— SUPPLIED TEXT —
#####
3.Sometimes the love is just one-sided...the other person just fakes it all through, that they love you...but its all just fake...it hurts pretty bad...
4.Don't expect love in return...you ain't gonna get any actually...u see, I've heard that the key is to get to know people and trust them to be who they are. Instead, we trust people to be who we want them to be and when they're not, we cry...
5.In most of the cases, one of the lover is utterly, purely n deeply in love with the other one, but on the other hand...the other person just doesn't care...not at all...just gives it all away...
6.Sometimes it hurts to express your feelings about someone...but the things left unsaid becomes unheard...its really confusing...express ur feelings or suppress them...?
7.We shouldn't wait for someone to return...they ain't gonna look back at us...never...they moved on...always does!
8.Love is a sin...its what makes u feel pain...people just act like they care while it won't even matter to them if u die...its a selfish world...everyone lives for their own happiness's sake...
9.Losing is all I see...people love someone...they loose them and because they gave it all away for the one they loved, they don't have anything left to them...
#####
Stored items
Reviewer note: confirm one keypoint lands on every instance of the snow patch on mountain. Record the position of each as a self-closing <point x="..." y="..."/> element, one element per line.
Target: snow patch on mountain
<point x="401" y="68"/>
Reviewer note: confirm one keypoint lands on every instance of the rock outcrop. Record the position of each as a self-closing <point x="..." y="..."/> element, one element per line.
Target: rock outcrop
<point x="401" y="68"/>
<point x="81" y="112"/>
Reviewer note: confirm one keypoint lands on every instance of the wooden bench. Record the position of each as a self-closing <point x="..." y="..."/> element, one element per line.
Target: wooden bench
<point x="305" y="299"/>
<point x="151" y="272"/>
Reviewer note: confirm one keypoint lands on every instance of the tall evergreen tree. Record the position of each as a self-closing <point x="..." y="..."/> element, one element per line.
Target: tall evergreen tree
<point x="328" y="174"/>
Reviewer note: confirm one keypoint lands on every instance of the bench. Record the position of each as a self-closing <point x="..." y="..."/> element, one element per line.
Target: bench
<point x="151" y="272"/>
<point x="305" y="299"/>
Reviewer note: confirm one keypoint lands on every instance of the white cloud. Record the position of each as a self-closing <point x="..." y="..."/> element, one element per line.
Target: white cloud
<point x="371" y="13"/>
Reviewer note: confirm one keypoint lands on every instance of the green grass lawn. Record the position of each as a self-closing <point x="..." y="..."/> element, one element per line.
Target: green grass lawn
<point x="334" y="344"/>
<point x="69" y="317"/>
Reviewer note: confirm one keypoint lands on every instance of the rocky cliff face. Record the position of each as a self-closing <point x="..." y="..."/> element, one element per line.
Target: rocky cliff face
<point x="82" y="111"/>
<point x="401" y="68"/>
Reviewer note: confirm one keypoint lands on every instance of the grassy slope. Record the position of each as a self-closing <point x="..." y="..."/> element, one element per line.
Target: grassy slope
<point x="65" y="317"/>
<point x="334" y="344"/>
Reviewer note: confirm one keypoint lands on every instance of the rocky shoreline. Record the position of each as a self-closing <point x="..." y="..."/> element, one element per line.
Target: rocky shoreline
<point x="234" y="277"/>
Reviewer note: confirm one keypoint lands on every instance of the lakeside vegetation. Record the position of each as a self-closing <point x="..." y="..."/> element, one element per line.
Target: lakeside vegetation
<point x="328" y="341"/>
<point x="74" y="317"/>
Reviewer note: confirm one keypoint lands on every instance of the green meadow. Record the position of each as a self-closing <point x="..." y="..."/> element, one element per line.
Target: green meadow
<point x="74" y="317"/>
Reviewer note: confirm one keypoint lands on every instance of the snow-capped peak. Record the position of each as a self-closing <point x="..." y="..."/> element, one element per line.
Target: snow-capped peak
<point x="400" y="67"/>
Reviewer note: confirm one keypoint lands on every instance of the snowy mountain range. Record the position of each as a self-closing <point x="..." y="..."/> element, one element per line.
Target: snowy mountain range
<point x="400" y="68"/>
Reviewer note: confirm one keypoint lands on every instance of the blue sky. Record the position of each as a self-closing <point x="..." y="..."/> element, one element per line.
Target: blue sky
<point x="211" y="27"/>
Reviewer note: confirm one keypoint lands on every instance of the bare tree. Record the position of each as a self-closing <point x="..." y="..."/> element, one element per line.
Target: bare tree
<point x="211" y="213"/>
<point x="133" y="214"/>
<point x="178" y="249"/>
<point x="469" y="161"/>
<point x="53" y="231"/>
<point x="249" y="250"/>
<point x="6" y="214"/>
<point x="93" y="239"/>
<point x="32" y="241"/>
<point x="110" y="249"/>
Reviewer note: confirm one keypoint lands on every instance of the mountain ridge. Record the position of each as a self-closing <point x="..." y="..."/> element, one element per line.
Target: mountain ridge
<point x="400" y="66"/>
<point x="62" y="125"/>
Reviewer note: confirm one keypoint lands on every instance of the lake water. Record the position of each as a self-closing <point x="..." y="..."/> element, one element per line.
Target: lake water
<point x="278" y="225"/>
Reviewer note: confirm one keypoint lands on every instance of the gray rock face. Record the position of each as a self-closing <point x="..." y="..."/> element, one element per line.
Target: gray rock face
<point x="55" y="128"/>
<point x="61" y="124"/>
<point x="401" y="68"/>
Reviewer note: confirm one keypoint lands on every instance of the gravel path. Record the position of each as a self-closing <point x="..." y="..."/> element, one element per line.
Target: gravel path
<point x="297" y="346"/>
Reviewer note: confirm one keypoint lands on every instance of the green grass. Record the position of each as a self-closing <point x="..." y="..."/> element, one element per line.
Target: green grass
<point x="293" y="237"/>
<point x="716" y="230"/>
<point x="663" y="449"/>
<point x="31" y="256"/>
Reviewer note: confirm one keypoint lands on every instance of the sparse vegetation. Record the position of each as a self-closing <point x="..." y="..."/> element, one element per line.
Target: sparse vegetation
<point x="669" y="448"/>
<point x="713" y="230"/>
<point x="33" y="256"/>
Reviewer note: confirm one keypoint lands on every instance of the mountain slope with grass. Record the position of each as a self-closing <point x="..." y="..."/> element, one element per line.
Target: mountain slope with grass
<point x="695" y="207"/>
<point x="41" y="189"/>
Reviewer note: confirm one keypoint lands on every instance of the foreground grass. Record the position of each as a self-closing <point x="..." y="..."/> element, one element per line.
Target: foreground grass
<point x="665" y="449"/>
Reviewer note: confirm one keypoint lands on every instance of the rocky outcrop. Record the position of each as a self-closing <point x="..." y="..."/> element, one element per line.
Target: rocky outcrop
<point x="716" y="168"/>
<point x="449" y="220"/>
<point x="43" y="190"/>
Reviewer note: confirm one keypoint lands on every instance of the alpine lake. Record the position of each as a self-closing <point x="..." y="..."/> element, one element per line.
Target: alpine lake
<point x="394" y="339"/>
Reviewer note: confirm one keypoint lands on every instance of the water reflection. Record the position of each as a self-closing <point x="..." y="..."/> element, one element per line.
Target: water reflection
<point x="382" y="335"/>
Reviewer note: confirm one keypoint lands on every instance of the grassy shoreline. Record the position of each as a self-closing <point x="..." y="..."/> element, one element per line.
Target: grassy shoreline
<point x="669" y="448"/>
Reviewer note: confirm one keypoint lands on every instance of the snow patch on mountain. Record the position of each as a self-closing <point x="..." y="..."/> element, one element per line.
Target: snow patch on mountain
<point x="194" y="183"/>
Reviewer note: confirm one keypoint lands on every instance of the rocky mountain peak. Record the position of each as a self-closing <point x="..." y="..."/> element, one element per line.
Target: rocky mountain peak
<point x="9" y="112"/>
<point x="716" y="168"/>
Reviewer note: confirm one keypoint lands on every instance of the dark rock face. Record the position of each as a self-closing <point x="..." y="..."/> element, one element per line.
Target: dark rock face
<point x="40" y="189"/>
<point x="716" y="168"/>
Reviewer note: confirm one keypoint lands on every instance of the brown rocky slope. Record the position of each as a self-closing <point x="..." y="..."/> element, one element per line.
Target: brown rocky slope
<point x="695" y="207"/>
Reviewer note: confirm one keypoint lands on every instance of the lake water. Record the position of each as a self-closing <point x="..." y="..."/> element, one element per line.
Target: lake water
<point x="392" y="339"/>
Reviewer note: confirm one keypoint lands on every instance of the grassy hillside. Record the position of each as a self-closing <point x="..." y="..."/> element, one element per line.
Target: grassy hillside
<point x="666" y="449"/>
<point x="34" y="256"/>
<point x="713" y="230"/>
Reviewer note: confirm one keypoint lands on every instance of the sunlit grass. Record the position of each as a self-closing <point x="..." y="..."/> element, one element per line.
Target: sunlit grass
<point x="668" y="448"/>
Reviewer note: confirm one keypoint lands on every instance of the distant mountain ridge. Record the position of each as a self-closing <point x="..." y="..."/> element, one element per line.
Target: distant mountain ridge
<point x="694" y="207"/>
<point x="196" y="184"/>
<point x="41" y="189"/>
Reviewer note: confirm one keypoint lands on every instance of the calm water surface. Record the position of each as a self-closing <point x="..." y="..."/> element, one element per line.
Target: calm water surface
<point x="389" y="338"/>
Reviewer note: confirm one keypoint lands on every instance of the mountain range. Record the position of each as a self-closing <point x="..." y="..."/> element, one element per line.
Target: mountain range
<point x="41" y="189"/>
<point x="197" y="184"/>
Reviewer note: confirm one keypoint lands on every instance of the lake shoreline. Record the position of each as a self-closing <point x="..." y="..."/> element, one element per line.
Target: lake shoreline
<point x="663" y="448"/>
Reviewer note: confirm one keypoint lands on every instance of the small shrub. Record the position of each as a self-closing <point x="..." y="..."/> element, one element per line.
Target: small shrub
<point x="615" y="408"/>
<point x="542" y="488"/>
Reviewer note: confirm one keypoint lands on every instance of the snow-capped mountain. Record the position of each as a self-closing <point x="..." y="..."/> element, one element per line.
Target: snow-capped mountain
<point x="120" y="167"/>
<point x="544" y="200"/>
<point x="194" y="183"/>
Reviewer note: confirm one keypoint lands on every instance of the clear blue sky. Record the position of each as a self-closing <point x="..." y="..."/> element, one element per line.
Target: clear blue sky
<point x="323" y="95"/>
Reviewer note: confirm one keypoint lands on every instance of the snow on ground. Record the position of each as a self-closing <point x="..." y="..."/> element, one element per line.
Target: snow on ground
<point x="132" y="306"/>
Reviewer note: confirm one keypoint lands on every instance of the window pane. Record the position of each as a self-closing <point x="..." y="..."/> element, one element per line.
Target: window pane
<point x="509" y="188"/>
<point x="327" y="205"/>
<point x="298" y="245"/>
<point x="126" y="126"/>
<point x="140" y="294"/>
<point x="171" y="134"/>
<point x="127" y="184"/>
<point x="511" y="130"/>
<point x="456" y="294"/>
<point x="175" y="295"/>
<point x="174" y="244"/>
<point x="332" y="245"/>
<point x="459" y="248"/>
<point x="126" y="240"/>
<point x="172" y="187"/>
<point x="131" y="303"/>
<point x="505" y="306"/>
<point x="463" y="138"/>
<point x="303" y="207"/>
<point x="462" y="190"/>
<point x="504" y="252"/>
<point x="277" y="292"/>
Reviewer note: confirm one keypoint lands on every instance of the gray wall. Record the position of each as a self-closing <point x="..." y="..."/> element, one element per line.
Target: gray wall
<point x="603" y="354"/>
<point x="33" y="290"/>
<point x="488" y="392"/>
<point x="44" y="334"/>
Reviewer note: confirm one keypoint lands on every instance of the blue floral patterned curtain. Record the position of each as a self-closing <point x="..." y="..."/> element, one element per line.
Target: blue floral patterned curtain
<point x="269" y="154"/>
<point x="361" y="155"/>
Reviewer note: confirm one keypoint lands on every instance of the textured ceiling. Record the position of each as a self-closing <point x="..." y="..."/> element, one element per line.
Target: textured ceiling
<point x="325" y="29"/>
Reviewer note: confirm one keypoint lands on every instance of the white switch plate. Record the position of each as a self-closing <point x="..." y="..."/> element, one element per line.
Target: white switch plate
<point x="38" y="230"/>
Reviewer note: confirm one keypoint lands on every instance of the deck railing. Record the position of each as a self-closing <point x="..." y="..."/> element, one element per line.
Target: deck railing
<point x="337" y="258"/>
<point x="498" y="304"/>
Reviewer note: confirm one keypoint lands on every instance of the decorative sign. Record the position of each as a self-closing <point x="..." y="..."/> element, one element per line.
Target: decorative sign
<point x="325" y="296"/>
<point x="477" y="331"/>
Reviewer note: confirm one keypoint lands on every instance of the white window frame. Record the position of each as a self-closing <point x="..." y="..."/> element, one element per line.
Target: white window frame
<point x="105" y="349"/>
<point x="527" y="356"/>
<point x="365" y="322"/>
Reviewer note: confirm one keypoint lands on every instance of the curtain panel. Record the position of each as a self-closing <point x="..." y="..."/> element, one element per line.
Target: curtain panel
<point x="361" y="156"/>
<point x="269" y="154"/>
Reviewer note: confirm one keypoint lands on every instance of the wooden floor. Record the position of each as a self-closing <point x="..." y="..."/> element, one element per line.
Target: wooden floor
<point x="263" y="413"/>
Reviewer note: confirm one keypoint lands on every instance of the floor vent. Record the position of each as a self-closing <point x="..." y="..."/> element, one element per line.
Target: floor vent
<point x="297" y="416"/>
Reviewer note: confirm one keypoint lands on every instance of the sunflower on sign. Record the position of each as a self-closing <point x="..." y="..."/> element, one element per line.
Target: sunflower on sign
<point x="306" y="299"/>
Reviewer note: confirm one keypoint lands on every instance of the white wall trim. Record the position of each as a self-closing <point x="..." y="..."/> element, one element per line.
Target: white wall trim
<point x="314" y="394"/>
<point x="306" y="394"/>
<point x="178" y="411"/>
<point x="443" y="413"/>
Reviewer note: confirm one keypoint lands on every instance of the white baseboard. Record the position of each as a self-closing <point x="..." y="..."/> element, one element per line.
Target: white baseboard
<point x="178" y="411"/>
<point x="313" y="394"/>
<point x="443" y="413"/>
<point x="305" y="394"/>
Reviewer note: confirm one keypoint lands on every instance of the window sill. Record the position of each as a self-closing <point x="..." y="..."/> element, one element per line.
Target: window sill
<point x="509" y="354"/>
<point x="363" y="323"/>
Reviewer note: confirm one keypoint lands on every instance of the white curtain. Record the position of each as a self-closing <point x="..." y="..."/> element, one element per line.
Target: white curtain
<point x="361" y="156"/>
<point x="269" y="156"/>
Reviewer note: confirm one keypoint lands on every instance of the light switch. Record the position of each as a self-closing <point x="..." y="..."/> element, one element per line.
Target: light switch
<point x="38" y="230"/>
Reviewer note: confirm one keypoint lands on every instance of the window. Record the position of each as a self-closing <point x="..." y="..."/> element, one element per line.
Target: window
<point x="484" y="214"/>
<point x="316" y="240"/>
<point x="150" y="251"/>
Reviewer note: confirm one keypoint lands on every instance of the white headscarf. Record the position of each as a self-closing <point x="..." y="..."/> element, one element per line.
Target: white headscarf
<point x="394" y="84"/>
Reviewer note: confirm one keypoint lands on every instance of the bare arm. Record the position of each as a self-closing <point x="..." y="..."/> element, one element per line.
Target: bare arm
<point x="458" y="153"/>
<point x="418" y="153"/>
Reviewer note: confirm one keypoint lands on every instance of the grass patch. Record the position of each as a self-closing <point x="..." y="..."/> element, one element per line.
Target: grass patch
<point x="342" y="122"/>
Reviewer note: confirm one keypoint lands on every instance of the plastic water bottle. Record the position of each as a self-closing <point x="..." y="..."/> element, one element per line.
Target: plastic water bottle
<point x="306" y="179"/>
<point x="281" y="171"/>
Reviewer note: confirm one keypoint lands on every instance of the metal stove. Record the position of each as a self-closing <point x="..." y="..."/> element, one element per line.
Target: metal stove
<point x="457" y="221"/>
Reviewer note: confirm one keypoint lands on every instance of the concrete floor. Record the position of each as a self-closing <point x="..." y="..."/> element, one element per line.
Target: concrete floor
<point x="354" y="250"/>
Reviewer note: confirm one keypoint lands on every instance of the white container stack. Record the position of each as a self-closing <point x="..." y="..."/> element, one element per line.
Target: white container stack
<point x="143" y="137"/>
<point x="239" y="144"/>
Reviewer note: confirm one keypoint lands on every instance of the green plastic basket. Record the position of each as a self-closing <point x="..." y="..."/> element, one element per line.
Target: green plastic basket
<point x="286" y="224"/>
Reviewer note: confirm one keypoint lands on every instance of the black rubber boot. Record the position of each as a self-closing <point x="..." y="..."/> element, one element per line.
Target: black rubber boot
#####
— EXERCISE GOAL —
In the text on love above, set down the passage from "5.In most of" up to and including "it all away...", word for word.

— IN RESPONSE —
5.In most of the cases, one of the lover is utterly, purely n deeply in love with the other one, but on the other hand...the other person just doesn't care...not at all...just gives it all away...